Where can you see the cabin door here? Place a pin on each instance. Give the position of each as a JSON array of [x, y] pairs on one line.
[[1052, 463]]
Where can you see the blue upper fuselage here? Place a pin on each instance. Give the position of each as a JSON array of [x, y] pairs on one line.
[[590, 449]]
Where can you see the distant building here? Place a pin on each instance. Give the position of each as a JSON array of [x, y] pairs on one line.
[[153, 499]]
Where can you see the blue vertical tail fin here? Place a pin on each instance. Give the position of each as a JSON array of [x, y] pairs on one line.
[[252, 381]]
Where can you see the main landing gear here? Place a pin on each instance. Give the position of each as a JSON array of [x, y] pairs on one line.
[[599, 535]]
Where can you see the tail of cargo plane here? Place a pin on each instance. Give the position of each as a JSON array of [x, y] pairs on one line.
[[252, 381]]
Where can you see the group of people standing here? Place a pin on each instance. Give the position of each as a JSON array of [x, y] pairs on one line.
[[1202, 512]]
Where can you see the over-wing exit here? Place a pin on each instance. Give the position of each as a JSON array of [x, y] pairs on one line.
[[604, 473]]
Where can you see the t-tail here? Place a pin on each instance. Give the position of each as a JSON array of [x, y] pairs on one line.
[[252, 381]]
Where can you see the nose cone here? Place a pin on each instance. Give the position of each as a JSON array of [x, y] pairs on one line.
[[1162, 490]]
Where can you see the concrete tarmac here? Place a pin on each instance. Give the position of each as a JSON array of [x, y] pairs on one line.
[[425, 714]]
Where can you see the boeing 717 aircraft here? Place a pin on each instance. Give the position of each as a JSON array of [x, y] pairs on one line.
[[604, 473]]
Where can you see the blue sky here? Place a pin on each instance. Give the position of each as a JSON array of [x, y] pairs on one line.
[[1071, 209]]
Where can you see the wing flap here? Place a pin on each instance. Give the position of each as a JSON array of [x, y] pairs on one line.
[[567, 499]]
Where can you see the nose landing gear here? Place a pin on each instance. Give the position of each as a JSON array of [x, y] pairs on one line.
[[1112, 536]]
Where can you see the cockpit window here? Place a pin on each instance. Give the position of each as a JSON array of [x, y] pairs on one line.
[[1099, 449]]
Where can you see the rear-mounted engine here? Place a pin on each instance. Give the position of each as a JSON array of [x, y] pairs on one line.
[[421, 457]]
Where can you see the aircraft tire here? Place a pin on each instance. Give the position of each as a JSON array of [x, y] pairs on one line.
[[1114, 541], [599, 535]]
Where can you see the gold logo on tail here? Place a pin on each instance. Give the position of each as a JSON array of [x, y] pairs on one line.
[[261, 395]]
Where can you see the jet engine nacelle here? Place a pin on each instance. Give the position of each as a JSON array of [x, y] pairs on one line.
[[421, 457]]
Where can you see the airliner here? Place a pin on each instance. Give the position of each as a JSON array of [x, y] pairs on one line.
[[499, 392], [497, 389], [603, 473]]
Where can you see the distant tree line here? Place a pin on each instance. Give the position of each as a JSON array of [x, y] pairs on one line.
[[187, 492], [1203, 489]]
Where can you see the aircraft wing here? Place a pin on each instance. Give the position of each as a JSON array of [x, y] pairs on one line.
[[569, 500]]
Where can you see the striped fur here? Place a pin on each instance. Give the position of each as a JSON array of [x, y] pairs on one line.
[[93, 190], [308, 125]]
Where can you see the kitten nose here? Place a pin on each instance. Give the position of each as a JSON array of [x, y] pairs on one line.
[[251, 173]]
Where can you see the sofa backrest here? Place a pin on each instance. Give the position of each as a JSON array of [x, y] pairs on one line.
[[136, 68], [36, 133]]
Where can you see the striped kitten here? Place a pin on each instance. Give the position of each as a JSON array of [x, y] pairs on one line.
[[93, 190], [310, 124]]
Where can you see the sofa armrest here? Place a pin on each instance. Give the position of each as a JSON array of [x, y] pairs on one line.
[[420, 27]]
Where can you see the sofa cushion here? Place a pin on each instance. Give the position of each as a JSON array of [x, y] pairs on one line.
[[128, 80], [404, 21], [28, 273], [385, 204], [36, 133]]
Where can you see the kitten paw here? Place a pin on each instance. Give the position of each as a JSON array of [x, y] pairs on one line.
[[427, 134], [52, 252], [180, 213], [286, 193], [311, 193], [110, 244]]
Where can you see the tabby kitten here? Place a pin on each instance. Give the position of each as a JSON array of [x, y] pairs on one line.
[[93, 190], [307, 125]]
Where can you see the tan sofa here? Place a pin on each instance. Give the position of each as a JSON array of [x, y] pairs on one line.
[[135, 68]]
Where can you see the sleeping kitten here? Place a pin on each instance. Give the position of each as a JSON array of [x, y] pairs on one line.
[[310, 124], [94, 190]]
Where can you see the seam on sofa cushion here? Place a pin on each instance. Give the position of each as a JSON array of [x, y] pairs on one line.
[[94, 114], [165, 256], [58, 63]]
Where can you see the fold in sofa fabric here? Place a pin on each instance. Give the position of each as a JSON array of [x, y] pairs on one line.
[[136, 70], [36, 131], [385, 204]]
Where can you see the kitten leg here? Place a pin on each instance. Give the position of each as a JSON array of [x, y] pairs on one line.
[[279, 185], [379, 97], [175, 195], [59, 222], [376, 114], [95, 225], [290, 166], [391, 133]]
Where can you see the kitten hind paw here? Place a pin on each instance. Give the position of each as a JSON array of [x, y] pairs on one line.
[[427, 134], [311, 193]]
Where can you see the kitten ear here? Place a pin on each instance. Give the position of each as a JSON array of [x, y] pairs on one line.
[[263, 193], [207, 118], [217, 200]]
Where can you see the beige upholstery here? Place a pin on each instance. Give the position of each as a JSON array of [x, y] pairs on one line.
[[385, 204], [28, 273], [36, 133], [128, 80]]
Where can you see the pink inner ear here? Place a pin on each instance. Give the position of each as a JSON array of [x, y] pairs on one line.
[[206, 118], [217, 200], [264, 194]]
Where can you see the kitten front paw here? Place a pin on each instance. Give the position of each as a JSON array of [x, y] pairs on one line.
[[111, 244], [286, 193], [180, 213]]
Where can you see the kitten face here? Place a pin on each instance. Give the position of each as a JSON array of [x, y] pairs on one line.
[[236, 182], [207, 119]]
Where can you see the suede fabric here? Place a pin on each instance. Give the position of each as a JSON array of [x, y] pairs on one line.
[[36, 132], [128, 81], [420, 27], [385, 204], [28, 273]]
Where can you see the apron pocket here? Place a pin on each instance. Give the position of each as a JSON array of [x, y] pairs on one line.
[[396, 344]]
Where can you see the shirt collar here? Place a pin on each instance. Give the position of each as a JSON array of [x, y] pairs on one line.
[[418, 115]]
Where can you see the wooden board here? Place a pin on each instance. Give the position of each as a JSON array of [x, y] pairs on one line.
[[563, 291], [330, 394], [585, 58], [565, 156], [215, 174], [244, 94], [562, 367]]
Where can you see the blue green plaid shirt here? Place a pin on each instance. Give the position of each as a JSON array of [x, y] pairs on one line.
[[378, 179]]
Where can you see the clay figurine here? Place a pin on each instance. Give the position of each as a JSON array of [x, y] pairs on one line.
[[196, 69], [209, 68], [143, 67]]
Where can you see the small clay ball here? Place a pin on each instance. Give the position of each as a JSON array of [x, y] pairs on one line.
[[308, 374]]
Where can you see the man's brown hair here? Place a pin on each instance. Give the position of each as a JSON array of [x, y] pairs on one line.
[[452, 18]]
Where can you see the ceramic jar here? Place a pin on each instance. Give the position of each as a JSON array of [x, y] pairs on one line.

————————

Convert every line of the material above into a numbered list, one line per item, and drop any blank lines.

Result:
1. Where can you see the cabin door here? Place a pin on each instance. Give the position of each as a JSON array of [x, y] pairs on one line.
2. [[1052, 463]]
3. Where can you see the blue upper fuselage here? Place a pin on each instance. Give the position of each as a JSON array of [x, y] pairs on one line.
4. [[590, 449]]
5. Where can you see the distant building here? Place a pin on each instance. Give the position of each as a JSON array of [x, y] pairs on one line.
6. [[153, 499]]
7. Where can you see the blue vertical tail fin here? Place a pin on each instance. Give the position of each as a JSON array of [x, y] pairs on one line.
8. [[252, 381]]
9. Where can you see the main landing gear here? Place a pin on each instance. Give the position of each as a JSON array of [x, y] pairs on one line.
10. [[599, 535]]
11. Where can you see the tail of cargo plane here? Place a pin on each instance. Give the position of each as a JSON array of [x, y] pairs on one line.
12. [[252, 381]]
13. Where can you see the group of people standing here? Place a pin on each instance. Give the position of each as a JSON array of [x, y] pairs on one line.
14. [[1202, 512]]
15. Where can you see the over-wing exit here? Place a pin on each instance. Give the position of each as a JSON array of [x, y] pairs on one line.
16. [[604, 473]]
17. Where can you see the t-tail here? Place a pin on each instance. Give the position of each as a JSON array of [x, y] pairs on one line.
18. [[252, 381]]
19. Where can you see the nose cone here? Place a pin on each instance. Give the position of each as a JSON array of [x, y] pairs on one line.
20. [[1162, 490]]
21. Where can you see the concrete tarmac here? Place a pin on each instance. Give the position of each as a JSON array of [x, y] pairs on one line.
22. [[425, 714]]
23. Where can you see the boeing 717 aircraft here? Place a pin on each instance. Give the position of each as a JSON array of [x, y] pairs on one line.
24. [[604, 473]]
25. Where can you see the blue sky here? Place a pin on each instance. Give the position of each as a JSON array of [x, y] pairs on one line.
26. [[1071, 209]]
27. Where can you see the wing flap here? Place a pin on each instance. Give the position of each as a JSON array of [x, y] pairs on one line.
28. [[567, 499]]
29. Where can you see the nose landing gear here? Place a pin on each instance. Give the position of each as a JSON array of [x, y] pairs on one line.
30. [[1112, 536]]
31. Where can you see the cockpit window here? Place a pin on each instance. Give the position of each as a JSON array of [x, y] pairs on one line.
32. [[1099, 449]]
33. Where can you see the rear-mounted engine here? Place a pin on each instance. Give the position of each as a JSON array of [x, y] pairs on one line.
34. [[421, 457]]
35. Where can you see the aircraft tire here? Place a pin on each instance. Give the position of each as a JSON array of [x, y] pairs on one line.
36. [[1114, 541], [599, 535]]
37. Where can you see the gold logo on tail here? Place a pin on each instance. Give the position of each as a JSON array of [x, y] pairs on one line.
38. [[261, 395]]
39. Where can you see the jet engine nacelle here? Place a pin on each instance. Give the position of each as a JSON array of [x, y] pairs on one line.
40. [[421, 457]]
41. Where can you see the airliner here? Place a pin on each instance. Give the position of each as a JSON array of [x, y] pairs on one line.
42. [[499, 392], [497, 389], [603, 473]]
43. Where can you see the distant tree line here? Place a pin on each instance. Give the position of each as a JSON array of [x, y] pairs on one line.
44. [[187, 492], [1203, 489]]
45. Where can you see the aircraft wing here? Place a pin on each instance. Give the position of each as a JSON array of [x, y] pairs on one line.
46. [[569, 500]]
47. Where can you see the striped fur here? Place a pin on each instance. Give the position of each as a JSON array of [x, y] pairs on one line.
48. [[93, 190], [308, 125]]
49. Where can you see the kitten nose here? Place a pin on each instance. Give the position of each as a JSON array of [x, y] pairs on one line.
50. [[251, 173]]
51. Where can you see the sofa backrest here? Place a pin on each instance. Give the position of each as a JSON array of [x, y] pairs on one line.
52. [[136, 68], [36, 133]]
53. Where can you see the striped kitten here? Place a pin on each instance. Give the position of each as a JSON array of [x, y] pairs on one line.
54. [[93, 190], [310, 124]]
55. Where can you see the sofa armrest here? Place a pin on each instance. Give the position of each as a JSON array of [x, y] pairs on one line.
56. [[420, 27]]
57. Where can you see the sofa cushion here? Place a pin on each instance. Give the position of each as a JSON array of [x, y] pairs on one line.
58. [[128, 80], [404, 21], [28, 273], [385, 204], [36, 133]]
59. Where can you see the kitten paw here? Place a pin on each instance. Give the position of each as a JSON array of [x, y] pairs on one line.
60. [[427, 134], [52, 252], [180, 213], [286, 193], [311, 193], [110, 244]]
61. Where can you see the tabby kitten here? Place a pin on each instance. Give the position of each as a JSON array of [x, y] pairs on one line.
62. [[93, 190], [307, 125]]
63. Where can you see the tan sofa here? Place a pin on each instance. Give the position of each as a JSON array of [x, y] pairs on one line.
64. [[135, 68]]
65. Where can you see the sleeping kitten here? Place a pin on each instance. Give the position of each as a JSON array of [x, y] pairs on one line.
66. [[310, 124], [94, 190]]
67. Where can you see the seam on sofa cushion here? Place a pin on each instance. Give the position of each as a JSON array of [x, y] pairs on one line.
68. [[94, 114], [165, 256], [58, 63]]
69. Where can you see the fold in sofa fabric here? Place a pin on each instance. Give the position of each as a JSON array of [x, y] pairs on one line.
70. [[136, 70], [36, 131], [385, 204]]
71. Where can you see the kitten leg here? Place a pin on each instance. Give the position of each as a JSON array of [x, y] pairs on one line.
72. [[279, 185], [379, 97], [175, 195], [59, 222], [376, 114], [95, 225], [290, 166], [391, 133]]
73. Where can you see the kitten hind paw here? Place a pin on each instance. Give the position of each as a JSON array of [x, y] pairs on one line.
74. [[427, 134], [311, 193]]
75. Where can you see the kitten ear here? Place a pin on each instance. Give the position of each as a JSON array of [x, y] pairs on one line.
76. [[263, 193], [207, 118], [217, 200]]
77. Where can you see the beige upholstery here? Place a pin on each instance. Give the position of each as a JSON array of [x, y] pairs on one line.
78. [[385, 204], [28, 273], [36, 133], [128, 80]]
79. Where can you see the pink inner ear here? Place a pin on each instance. Give the position of each as a JSON array of [x, y] pairs on one line.
80. [[206, 118], [217, 200], [264, 194]]
81. Where can you see the kitten front paw here? Place a pin on each instance. Give the position of each as a JSON array of [x, y] pairs on one line.
82. [[111, 244], [286, 193], [180, 213]]
83. Where can you see the kitten face here? Place a pin on each instance. Give the position of each as a JSON array of [x, y] pairs on one line.
84. [[236, 182], [207, 119]]
85. Where can you see the suede fabric here? Place a pin on each instance. Give the position of each as a JSON array of [x, y] pairs on one line.
86. [[36, 132], [128, 81], [420, 27], [385, 204], [28, 273]]
87. Where can you see the apron pocket here? Place a pin on each instance. Give the position of each as a JSON array of [x, y] pairs on one line.
88. [[396, 344]]
89. Where can you see the shirt collar here? Place a pin on each instance. Give the position of each as a JSON array of [x, y] pairs on one line.
90. [[418, 115]]
91. Where can you see the wooden board here? Place a pin on each instance. Give the position of each as a JSON array of [x, y] pairs on one line.
92. [[563, 291], [330, 394], [585, 58], [565, 156], [215, 174], [244, 94], [562, 367]]
93. Where can you see the blue green plaid shirt here? Place a pin on each instance. Give the position of each as a JSON array of [x, y] pairs on one line.
94. [[378, 179]]
95. Where can you see the clay figurine here? Place a pin on each instance. Give the position of each as a JSON array of [x, y] pairs on one line.
96. [[196, 69], [209, 68], [143, 67]]
97. Where can you see the small clay ball here? Place a pin on each instance. Give the position of each as a JSON array of [x, y] pairs on one line.
98. [[308, 374]]
99. Where can you see the man's brown hair here? Place a pin on each instance. Give the position of each as a JSON array of [x, y] pairs on one line.
100. [[452, 18]]
101. Where can you see the ceramic jar here? Place a pin on each instance. Give the position of each as a JSON array of [x, y] pairs on one line.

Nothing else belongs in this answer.